A word-for-word copy of the entries below is required.
====== Data for the task
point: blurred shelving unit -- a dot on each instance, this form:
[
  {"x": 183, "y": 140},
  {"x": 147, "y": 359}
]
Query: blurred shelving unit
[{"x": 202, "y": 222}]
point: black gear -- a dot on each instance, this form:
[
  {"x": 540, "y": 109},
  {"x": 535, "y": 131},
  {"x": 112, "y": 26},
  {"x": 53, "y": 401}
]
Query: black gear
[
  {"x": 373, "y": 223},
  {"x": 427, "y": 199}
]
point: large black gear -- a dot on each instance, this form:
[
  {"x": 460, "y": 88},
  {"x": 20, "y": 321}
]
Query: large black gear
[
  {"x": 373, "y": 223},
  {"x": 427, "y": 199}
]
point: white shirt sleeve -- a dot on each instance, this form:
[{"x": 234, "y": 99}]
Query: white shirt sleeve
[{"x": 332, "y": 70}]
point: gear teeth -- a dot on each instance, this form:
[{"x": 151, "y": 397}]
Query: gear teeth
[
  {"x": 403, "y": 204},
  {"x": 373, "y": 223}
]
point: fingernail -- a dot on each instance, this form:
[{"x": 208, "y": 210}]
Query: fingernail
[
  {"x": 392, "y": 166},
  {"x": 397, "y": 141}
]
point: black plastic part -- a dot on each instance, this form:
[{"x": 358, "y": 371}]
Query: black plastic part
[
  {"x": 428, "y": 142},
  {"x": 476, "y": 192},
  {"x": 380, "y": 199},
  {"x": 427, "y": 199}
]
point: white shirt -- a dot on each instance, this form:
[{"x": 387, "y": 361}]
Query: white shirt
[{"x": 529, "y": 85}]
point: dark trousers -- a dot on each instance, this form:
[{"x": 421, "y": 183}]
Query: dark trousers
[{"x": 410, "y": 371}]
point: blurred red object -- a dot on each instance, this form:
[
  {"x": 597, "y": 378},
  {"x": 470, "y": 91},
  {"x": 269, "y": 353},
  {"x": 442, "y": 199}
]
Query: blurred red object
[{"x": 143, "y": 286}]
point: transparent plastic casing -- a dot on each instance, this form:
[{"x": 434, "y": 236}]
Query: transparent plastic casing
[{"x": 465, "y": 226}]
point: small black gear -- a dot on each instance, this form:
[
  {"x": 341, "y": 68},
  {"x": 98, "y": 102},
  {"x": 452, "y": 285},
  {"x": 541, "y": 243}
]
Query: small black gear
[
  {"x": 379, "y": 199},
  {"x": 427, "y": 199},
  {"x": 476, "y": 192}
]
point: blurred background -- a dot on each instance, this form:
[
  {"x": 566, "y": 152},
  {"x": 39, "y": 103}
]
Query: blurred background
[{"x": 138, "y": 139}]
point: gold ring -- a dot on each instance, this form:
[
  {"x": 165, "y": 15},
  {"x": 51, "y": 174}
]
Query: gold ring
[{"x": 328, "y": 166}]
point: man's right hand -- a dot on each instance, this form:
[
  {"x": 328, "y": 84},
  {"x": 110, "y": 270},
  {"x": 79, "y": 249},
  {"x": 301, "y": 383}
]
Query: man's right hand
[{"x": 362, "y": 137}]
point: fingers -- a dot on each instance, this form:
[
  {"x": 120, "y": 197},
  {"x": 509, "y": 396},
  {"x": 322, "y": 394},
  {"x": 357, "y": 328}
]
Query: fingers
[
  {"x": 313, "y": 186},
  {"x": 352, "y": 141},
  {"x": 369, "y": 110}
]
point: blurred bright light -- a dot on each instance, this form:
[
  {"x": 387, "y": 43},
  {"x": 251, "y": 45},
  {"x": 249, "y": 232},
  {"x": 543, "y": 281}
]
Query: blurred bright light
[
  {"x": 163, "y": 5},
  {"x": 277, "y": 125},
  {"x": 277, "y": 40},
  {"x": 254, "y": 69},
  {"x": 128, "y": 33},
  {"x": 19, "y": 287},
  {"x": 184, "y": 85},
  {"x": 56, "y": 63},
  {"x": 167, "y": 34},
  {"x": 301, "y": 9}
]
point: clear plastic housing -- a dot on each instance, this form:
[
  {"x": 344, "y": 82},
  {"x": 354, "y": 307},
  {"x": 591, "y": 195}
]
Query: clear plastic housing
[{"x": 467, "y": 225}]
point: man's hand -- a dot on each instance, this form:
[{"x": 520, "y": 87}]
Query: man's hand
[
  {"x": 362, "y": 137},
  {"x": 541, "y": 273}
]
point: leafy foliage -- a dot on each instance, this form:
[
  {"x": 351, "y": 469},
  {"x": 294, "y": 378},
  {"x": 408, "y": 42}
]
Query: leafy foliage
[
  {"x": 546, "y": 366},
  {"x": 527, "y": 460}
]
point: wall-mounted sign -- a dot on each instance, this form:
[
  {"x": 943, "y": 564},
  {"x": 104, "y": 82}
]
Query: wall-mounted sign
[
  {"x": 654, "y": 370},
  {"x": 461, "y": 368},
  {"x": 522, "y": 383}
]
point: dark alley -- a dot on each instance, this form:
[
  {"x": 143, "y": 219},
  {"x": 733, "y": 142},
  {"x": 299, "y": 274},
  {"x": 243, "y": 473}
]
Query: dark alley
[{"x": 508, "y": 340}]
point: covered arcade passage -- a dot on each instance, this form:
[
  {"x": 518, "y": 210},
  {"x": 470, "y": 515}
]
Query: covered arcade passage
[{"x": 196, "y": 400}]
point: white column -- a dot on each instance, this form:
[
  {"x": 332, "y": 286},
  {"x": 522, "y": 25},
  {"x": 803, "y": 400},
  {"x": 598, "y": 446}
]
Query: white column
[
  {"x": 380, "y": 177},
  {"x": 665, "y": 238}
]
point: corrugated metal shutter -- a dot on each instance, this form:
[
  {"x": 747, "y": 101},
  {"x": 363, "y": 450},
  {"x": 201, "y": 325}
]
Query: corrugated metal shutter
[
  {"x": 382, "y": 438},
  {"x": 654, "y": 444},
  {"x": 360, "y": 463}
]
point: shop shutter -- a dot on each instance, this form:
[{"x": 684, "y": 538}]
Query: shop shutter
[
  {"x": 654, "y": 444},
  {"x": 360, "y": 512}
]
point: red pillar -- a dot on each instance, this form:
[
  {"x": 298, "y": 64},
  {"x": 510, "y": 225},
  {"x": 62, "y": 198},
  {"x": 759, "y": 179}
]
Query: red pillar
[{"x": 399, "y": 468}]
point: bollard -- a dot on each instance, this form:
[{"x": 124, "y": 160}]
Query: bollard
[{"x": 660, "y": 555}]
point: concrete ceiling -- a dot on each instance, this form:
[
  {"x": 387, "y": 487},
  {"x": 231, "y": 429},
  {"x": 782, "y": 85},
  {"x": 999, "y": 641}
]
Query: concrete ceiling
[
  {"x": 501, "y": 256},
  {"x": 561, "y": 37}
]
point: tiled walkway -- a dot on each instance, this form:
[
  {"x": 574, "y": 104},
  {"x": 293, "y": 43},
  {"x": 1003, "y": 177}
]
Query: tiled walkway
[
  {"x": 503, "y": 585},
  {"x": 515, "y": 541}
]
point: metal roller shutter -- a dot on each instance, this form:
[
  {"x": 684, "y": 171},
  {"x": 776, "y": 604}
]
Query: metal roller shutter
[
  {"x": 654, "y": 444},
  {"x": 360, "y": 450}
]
============
→ Response box:
point: blurred shelving unit -- a dot on each instance, this form:
[
  {"x": 183, "y": 140},
  {"x": 147, "y": 359}
]
Query: blurred shelving unit
[{"x": 202, "y": 222}]
point: black gear -- a dot on each instance, this form:
[
  {"x": 540, "y": 109},
  {"x": 535, "y": 131},
  {"x": 112, "y": 26},
  {"x": 53, "y": 401}
]
Query: black gear
[
  {"x": 373, "y": 223},
  {"x": 427, "y": 199}
]
point: large black gear -- a dot on each instance, this form:
[
  {"x": 460, "y": 88},
  {"x": 20, "y": 321}
]
Query: large black gear
[
  {"x": 373, "y": 223},
  {"x": 427, "y": 199}
]
point: white shirt sleeve -- a dot on each instance, this form:
[{"x": 234, "y": 99}]
Query: white shirt sleeve
[{"x": 332, "y": 70}]
point: gear teeth -- a dot on each instance, this form:
[{"x": 151, "y": 397}]
Query: gear teeth
[
  {"x": 403, "y": 204},
  {"x": 373, "y": 223}
]
point: fingernail -- a dot on each instance, this form:
[{"x": 208, "y": 210}]
Query: fingernail
[
  {"x": 392, "y": 166},
  {"x": 397, "y": 141}
]
point: black plastic part -- a dot on each instance, this form:
[{"x": 358, "y": 371}]
Query: black plastic part
[
  {"x": 428, "y": 142},
  {"x": 476, "y": 192},
  {"x": 380, "y": 199},
  {"x": 427, "y": 199}
]
point: white shirt -- a dot on each instance, this form:
[{"x": 387, "y": 361}]
Query: white shirt
[{"x": 529, "y": 85}]
point: dark trousers -- a dot on each instance, this form:
[{"x": 421, "y": 183}]
Query: dark trousers
[{"x": 410, "y": 371}]
point: blurred red object -- a dot on each instance, this form:
[
  {"x": 597, "y": 378},
  {"x": 470, "y": 91},
  {"x": 269, "y": 353},
  {"x": 442, "y": 199}
]
Query: blurred red object
[{"x": 143, "y": 286}]
point: transparent plastic casing -- a dot on each instance, this form:
[{"x": 434, "y": 236}]
Query: transparent plastic casing
[{"x": 465, "y": 226}]
point: small black gear -- a dot on each instance, this form:
[
  {"x": 341, "y": 68},
  {"x": 98, "y": 102},
  {"x": 452, "y": 285},
  {"x": 541, "y": 243}
]
Query: small black gear
[
  {"x": 379, "y": 199},
  {"x": 427, "y": 199},
  {"x": 476, "y": 192}
]
point: blurred background -- a dot on each instance, this form:
[
  {"x": 566, "y": 152},
  {"x": 39, "y": 103}
]
Query: blurred background
[{"x": 138, "y": 139}]
point: gold ring -- a dot on each instance, this form:
[
  {"x": 165, "y": 15},
  {"x": 51, "y": 174}
]
Query: gold ring
[{"x": 328, "y": 166}]
point: man's right hand -- a dot on each instance, this form:
[
  {"x": 328, "y": 84},
  {"x": 110, "y": 270},
  {"x": 79, "y": 249},
  {"x": 301, "y": 383}
]
Query: man's right hand
[{"x": 362, "y": 137}]
point: fingers -- a dot on each instance, this form:
[
  {"x": 120, "y": 197},
  {"x": 509, "y": 396},
  {"x": 322, "y": 394},
  {"x": 357, "y": 328}
]
Query: fingers
[
  {"x": 313, "y": 186},
  {"x": 352, "y": 141},
  {"x": 369, "y": 110}
]
point: blurred bright light -- a dot on each instance, this form:
[
  {"x": 387, "y": 43},
  {"x": 251, "y": 45},
  {"x": 249, "y": 232},
  {"x": 543, "y": 281}
]
Query: blurred bright light
[
  {"x": 163, "y": 5},
  {"x": 277, "y": 125},
  {"x": 277, "y": 40},
  {"x": 254, "y": 69},
  {"x": 128, "y": 33},
  {"x": 19, "y": 287},
  {"x": 184, "y": 85},
  {"x": 56, "y": 63},
  {"x": 167, "y": 34},
  {"x": 301, "y": 9}
]
point: clear plastic housing -- a dot on each instance, this form:
[
  {"x": 344, "y": 82},
  {"x": 354, "y": 307},
  {"x": 591, "y": 195}
]
Query: clear plastic housing
[{"x": 467, "y": 225}]
point: man's hand -- a dot on each instance, this form:
[{"x": 520, "y": 87}]
Query: man's hand
[
  {"x": 362, "y": 137},
  {"x": 541, "y": 273}
]
point: leafy foliage -- a dot on each instance, this form:
[
  {"x": 351, "y": 469},
  {"x": 294, "y": 378},
  {"x": 408, "y": 42}
]
Query: leafy foliage
[
  {"x": 546, "y": 366},
  {"x": 527, "y": 460}
]
point: wall-mounted sign -- a dot on each instance, this form:
[
  {"x": 943, "y": 564},
  {"x": 104, "y": 82}
]
Query: wall-mounted sign
[
  {"x": 654, "y": 370},
  {"x": 461, "y": 368},
  {"x": 522, "y": 383}
]
point: dark alley -- a dot on each instance, this form:
[
  {"x": 143, "y": 219},
  {"x": 733, "y": 142},
  {"x": 299, "y": 274},
  {"x": 243, "y": 473}
]
Query: dark alley
[{"x": 508, "y": 340}]
point: covered arcade passage -- a dot on each instance, this form:
[
  {"x": 518, "y": 210},
  {"x": 470, "y": 515}
]
Query: covered arcade passage
[{"x": 196, "y": 400}]
point: white column -- a dot on each instance, this form:
[
  {"x": 332, "y": 286},
  {"x": 522, "y": 25},
  {"x": 803, "y": 400},
  {"x": 598, "y": 446}
]
Query: white column
[
  {"x": 380, "y": 177},
  {"x": 665, "y": 238}
]
point: corrugated metal shutter -- a dot on each instance, this form:
[
  {"x": 747, "y": 101},
  {"x": 363, "y": 450},
  {"x": 201, "y": 325}
]
Query: corrugated metal shutter
[
  {"x": 382, "y": 438},
  {"x": 654, "y": 444},
  {"x": 360, "y": 463}
]
point: shop shutter -- a dot on each instance, this form:
[{"x": 684, "y": 538}]
Query: shop shutter
[
  {"x": 654, "y": 444},
  {"x": 360, "y": 512}
]
point: red pillar -- a dot on each instance, this form:
[
  {"x": 298, "y": 64},
  {"x": 510, "y": 225},
  {"x": 62, "y": 198},
  {"x": 759, "y": 179}
]
Query: red pillar
[{"x": 399, "y": 468}]
point: bollard -- a dot on each instance, this form:
[{"x": 124, "y": 160}]
Query: bollard
[{"x": 660, "y": 555}]
point: concrete ceiling -- a dot on each instance, this form:
[
  {"x": 387, "y": 487},
  {"x": 231, "y": 429},
  {"x": 782, "y": 85},
  {"x": 999, "y": 641}
]
Query: concrete ceiling
[
  {"x": 501, "y": 256},
  {"x": 561, "y": 37}
]
point: tiled walkway -- a dot on each instance, this form:
[
  {"x": 574, "y": 104},
  {"x": 293, "y": 43},
  {"x": 1003, "y": 177}
]
Query: tiled walkway
[
  {"x": 503, "y": 585},
  {"x": 515, "y": 541}
]
point: metal roller shutter -- a dot on each instance, this form:
[
  {"x": 684, "y": 171},
  {"x": 776, "y": 604}
]
Query: metal roller shutter
[
  {"x": 654, "y": 444},
  {"x": 360, "y": 450}
]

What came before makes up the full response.